Material for this exercise =
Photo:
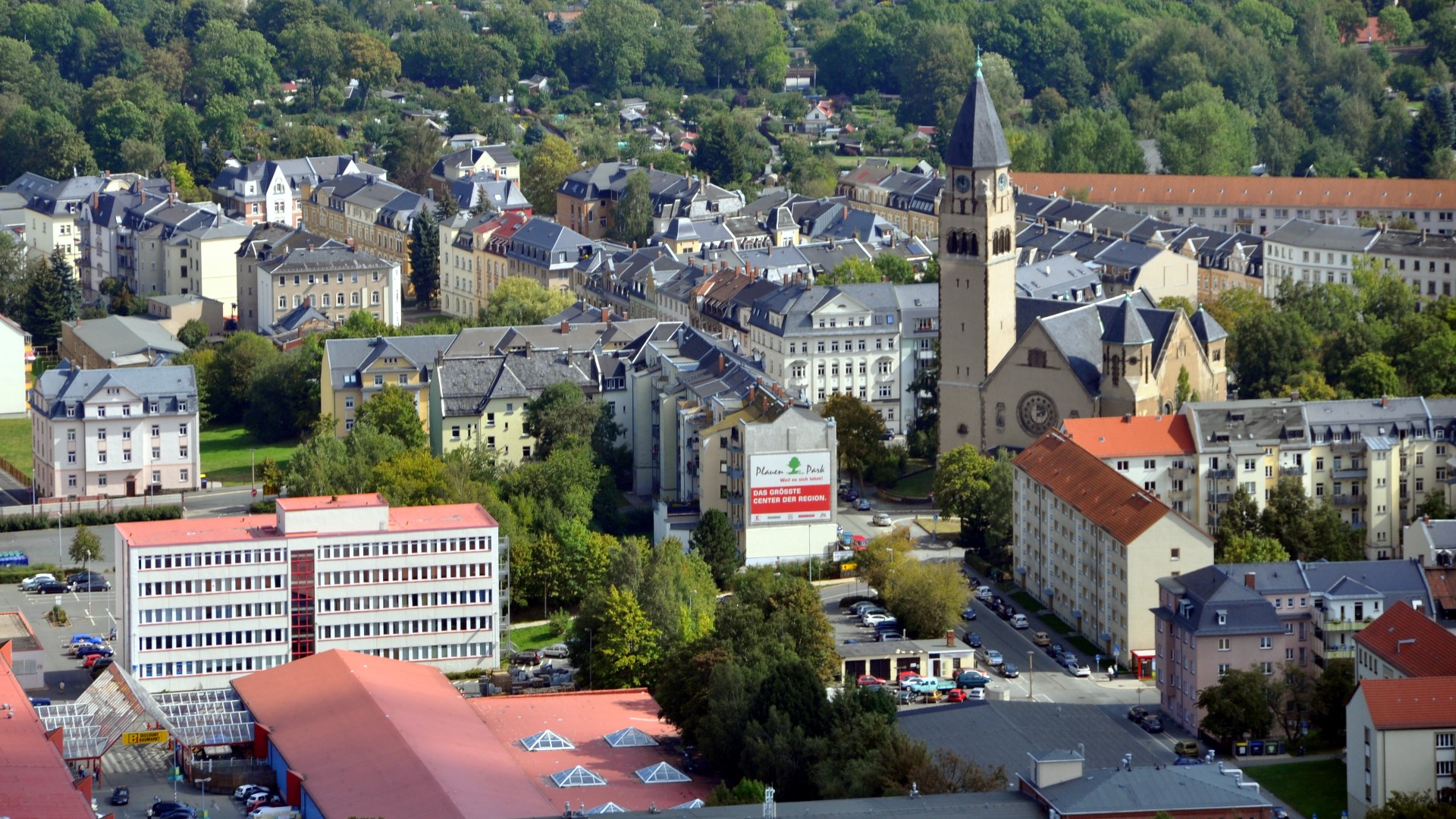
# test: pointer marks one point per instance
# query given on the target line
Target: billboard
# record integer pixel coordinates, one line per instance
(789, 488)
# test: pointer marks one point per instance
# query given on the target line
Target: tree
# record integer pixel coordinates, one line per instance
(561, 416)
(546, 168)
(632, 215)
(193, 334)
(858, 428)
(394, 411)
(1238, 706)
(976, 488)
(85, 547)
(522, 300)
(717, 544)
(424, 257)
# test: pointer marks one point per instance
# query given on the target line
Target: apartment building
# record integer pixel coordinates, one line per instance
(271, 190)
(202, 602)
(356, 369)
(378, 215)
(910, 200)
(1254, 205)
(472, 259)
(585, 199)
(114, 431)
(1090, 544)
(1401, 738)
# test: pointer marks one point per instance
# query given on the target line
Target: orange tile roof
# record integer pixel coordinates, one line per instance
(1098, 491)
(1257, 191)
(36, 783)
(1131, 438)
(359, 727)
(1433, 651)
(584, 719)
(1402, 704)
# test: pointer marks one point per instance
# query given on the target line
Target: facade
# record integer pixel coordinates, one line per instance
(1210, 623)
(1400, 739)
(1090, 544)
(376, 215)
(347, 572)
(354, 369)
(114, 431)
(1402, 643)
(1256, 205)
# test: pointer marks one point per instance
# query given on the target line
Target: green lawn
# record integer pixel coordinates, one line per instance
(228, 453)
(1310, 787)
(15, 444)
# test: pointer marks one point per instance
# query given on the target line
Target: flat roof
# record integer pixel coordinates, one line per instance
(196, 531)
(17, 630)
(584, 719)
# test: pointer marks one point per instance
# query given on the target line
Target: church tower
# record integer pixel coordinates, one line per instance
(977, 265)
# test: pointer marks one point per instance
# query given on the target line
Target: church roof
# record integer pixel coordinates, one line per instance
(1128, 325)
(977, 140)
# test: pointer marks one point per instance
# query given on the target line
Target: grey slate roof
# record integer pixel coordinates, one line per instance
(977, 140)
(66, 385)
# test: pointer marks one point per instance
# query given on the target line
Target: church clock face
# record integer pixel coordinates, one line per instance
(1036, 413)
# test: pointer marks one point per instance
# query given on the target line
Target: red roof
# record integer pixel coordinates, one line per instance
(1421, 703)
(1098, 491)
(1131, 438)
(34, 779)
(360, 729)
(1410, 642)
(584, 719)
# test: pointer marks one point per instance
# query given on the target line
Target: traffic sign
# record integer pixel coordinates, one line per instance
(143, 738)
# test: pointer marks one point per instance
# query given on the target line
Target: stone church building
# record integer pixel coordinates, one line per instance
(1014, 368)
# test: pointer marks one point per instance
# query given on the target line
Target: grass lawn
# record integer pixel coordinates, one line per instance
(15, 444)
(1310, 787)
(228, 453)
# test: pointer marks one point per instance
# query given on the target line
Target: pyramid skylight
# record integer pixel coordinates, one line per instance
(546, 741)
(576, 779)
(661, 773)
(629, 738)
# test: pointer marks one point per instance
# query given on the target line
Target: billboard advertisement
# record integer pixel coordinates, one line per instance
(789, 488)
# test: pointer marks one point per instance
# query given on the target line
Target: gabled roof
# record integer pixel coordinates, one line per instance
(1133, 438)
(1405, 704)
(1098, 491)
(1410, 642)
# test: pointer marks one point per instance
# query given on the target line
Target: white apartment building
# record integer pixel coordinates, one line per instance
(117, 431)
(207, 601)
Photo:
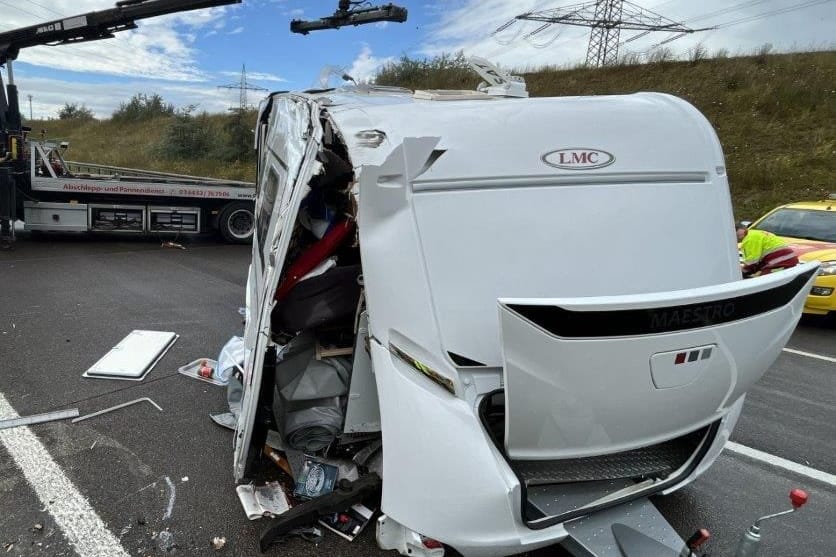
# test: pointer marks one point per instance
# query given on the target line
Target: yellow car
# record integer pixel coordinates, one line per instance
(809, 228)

Given exercise = Reproduce the material in full, word for word, and omit the pictures.

Worked answer =
Photo:
# test: pointer marks one point per instance
# query given on the target line
Target: billboard
# record integer pixel coordinates, one line per instance
(789, 488)
# test: pointer marks one point per instance
# query given on the target line
Target: tree
# record integer pixel coordinates, one line per instance
(561, 416)
(546, 168)
(632, 215)
(193, 334)
(858, 428)
(394, 411)
(1238, 706)
(976, 488)
(85, 547)
(522, 300)
(717, 544)
(424, 257)
# test: pointer marks one point per instance
# query given on the target line
Target: apartment building
# record integer pixel coordinates, one line per instance
(271, 190)
(202, 602)
(356, 369)
(378, 215)
(910, 200)
(1254, 205)
(472, 259)
(585, 199)
(114, 431)
(1090, 544)
(1401, 738)
# test: pointer marks one point per instance
# query given on the target line
Target: orange tile roof
# record integer pixel coordinates, one line per instance
(1098, 491)
(1257, 191)
(36, 783)
(1131, 438)
(359, 727)
(1433, 651)
(584, 719)
(1402, 704)
# test: pointer marks one point per instance
# query given on the target line
Target: facade
# record integer pixel coordinates, one line per instance
(1210, 623)
(1400, 739)
(1090, 544)
(376, 215)
(347, 572)
(354, 369)
(114, 431)
(1402, 643)
(1256, 205)
# test: pointer marks one point per instance
# query given on the target line
Target: green lawn
# record integer pixel coordinates, one line per instance
(228, 453)
(1310, 787)
(15, 444)
# test: pointer marks one point per instance
# query given on the target line
Target: flat roof
# record integer pixel coordinates, one line per instance
(196, 531)
(17, 630)
(584, 719)
# test: pointer marks one point per instance
# query given on the target line
Target: church tower
# record integer pixel coordinates, one line per instance
(977, 265)
# test: pointer marks one point per instance
# query given on the target line
Target: church roof
# record integer pixel coordinates, one line per instance
(1128, 325)
(977, 140)
# test: pointer marks one point per instance
# query given on the target line
Target: grey slate roof
# record integer pixel coordinates, one line per instance
(977, 140)
(66, 385)
# test: pointer marks one point per instance
# query given on the target line
Target: church clock face
# record integer pixel coordinates, one line per instance
(1036, 413)
# test: pointer marks one point per instance
# query given on the target line
Target: red roof
# record integer pixel coordinates, one line per instance
(1421, 703)
(1098, 491)
(1131, 438)
(34, 779)
(360, 729)
(1410, 642)
(584, 719)
# test: pointer marks one point per instance
# query given on the target line
Target: traffic sign
# record integer pixel coordinates, one line per instance
(143, 738)
# test: pointer marks one point per instance
# query given on the target line
Target: stone church building
# record integer pixel coordinates, one line per instance
(1014, 368)
# test: pointer marks one point per instance
# query given on the target line
Target: grass lawn
# record integer pixel coordinates, one line per instance
(15, 444)
(1310, 787)
(228, 453)
# test: pointer marks one point per instance
# query given on the target line
Target: pyramid skylight
# record integer pixel coordinates, one line per instance
(546, 741)
(576, 779)
(661, 773)
(629, 738)
# test: pointer marks one point per instance
# query given on the target line
Target: billboard advertisement
# record integer pixel coordinates, one line per instance
(789, 488)
# test: pointer marks one point per instance
# query given on the target line
Target: gabled roof
# record integer pixel coordinates, one line per instance
(1133, 438)
(1405, 704)
(1098, 491)
(1410, 642)
# test: pointer marks one point per instance
# query given on the target line
Target: white apartment building
# record integer pixel coordinates, one line per instance
(117, 431)
(207, 601)
Photo:
# test: pointer marks one point per instance
# query given on the target line
Target: yellow car
# record integer pixel coordinates, one line per instance
(809, 228)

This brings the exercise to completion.